### REQUIREMENTS
Take the material below and write it all out again exactly.
── GIVEN ENTRIES ──
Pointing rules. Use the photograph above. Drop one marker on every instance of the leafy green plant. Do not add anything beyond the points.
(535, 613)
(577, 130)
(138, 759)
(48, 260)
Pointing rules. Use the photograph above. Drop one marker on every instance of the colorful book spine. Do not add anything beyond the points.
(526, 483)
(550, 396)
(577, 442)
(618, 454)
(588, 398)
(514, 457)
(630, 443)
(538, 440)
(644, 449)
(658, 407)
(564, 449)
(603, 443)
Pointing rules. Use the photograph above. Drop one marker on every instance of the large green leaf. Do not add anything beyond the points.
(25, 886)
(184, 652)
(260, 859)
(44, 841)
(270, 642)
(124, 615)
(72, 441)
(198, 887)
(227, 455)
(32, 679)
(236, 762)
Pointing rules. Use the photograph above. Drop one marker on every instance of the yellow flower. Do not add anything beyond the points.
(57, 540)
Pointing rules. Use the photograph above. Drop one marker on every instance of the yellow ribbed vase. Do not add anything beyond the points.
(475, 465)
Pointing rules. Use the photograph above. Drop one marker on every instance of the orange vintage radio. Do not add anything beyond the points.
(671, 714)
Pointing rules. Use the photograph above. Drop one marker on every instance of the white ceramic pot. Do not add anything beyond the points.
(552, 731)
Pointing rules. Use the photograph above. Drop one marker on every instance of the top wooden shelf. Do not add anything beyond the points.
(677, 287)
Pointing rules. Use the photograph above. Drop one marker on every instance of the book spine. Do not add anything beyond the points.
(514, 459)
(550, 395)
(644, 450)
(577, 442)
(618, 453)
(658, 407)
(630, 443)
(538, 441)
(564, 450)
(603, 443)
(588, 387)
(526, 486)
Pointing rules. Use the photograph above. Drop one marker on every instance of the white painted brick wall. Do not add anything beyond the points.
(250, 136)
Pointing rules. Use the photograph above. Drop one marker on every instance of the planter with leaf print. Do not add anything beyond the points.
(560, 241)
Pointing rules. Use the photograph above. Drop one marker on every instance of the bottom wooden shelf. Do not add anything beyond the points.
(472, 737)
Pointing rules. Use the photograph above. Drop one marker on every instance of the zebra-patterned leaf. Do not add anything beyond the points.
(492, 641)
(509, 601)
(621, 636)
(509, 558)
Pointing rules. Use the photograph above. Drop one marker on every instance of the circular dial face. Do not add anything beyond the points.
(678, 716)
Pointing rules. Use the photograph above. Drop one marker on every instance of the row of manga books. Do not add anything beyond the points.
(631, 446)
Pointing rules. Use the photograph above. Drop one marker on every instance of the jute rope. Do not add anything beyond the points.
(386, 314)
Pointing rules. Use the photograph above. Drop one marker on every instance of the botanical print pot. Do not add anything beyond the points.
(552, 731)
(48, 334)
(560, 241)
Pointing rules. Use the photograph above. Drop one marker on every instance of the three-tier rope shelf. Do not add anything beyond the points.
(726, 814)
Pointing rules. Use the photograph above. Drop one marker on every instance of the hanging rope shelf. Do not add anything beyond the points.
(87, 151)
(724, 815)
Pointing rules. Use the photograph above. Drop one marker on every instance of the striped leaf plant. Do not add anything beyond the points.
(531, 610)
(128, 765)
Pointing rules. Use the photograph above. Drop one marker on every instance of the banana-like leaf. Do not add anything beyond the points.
───
### RESULT FOR THIS EXERCISE
Pointing rules. Use the photograph above. Drop one marker on every instance of the leafy green plant. Do not add anything beyond the points.
(535, 613)
(577, 130)
(138, 759)
(48, 260)
Pointing rules. Use the photograph above. Drop one marker on every instance of the colorful book spine. Do not add anything beyond the points.
(526, 483)
(550, 396)
(577, 442)
(618, 454)
(588, 398)
(514, 457)
(630, 443)
(538, 440)
(644, 449)
(658, 407)
(564, 449)
(603, 443)
Pointing rules. Use the photograph above. Drop one marker on every instance of the large green leaf. Do not add anything beyond the points.
(25, 886)
(184, 652)
(260, 859)
(44, 841)
(270, 642)
(124, 615)
(72, 441)
(198, 887)
(227, 455)
(32, 679)
(236, 762)
Pointing rules. Use the photograph above. Drop one marker on every instance of the yellow flower. Do not add anything beyond the points.
(57, 540)
Pointing rules. Use the photograph above. Drop one marker on every instance of the yellow ribbed vase. Do not add anything beyond the points.
(475, 465)
Pointing rules. Use the photograph above. Drop one marker on every instance of the orange vintage radio. Do not add anything beyond the points.
(671, 714)
Pointing rules. Use the photograph above. Drop one marker on every instance of the white ceramic pot. Do not add anything beyond the points.
(552, 731)
Pointing rules. Use the photograph above. Drop one marker on every instance of the top wooden shelf. Do not add anything beyond the points.
(677, 287)
Pointing rules. Use the photograph above. Drop one marker on every instance of the book spine. Do not add anything beyond the points.
(514, 459)
(550, 395)
(644, 450)
(577, 442)
(618, 453)
(658, 407)
(630, 443)
(538, 441)
(564, 450)
(603, 443)
(588, 387)
(526, 486)
Pointing rules. Use the photograph above. Drop one marker on every instance of the white painted brick wall. Do not add anything beyond the points.
(250, 136)
Pointing rules. Use the photograph above. Drop one marker on every instance of the planter with leaf print. Do not add anything beyond the points.
(560, 241)
Pointing rules. Use the photograph above. Drop one marker on every instance of the bottom wooden shelf. Do not add anything beyond the points.
(472, 737)
Pointing rules. Use the photograph above. Drop one marker on every instance of the zebra-patterned leaf. Do not add anything beyond the points.
(492, 641)
(509, 601)
(621, 636)
(509, 558)
Pointing rules. Use the photograph above. Drop one marker on every instance of the circular dial face. Do not add anything beyond the points.
(678, 716)
Pointing rules. Use the photograph above. Drop one marker on every instance of the row of manga books. Do not add anything beyond the points.
(631, 446)
Pointing rules. Use the photograph above. Drop one marker on every instance of the jute rope. Do not add anything beyond the points.
(386, 314)
Pointing rules. Use the photograph above. Drop one marker on every instance of the botanical print pot. Do not add anything beyond the points.
(552, 731)
(48, 334)
(560, 241)
Pointing rules. Use the photograph above. Drop one marker on every instance of the three-tier rope shelf. Do not add anything beyond the points.
(726, 814)
Pointing rules. Use the photograph above. Drop one marker on every instance of the hanging rope shelf. Do not add anything beyond the points.
(87, 151)
(724, 815)
Pointing rules. Use the photograph above. Drop one marker on every instance of the striped leaf plant. Do not add anything beyond the points.
(531, 610)
(128, 765)
Pointing rules. Use the photograph above. Drop one marker on every instance of the banana-like leaf. Do not add anything beyond the points.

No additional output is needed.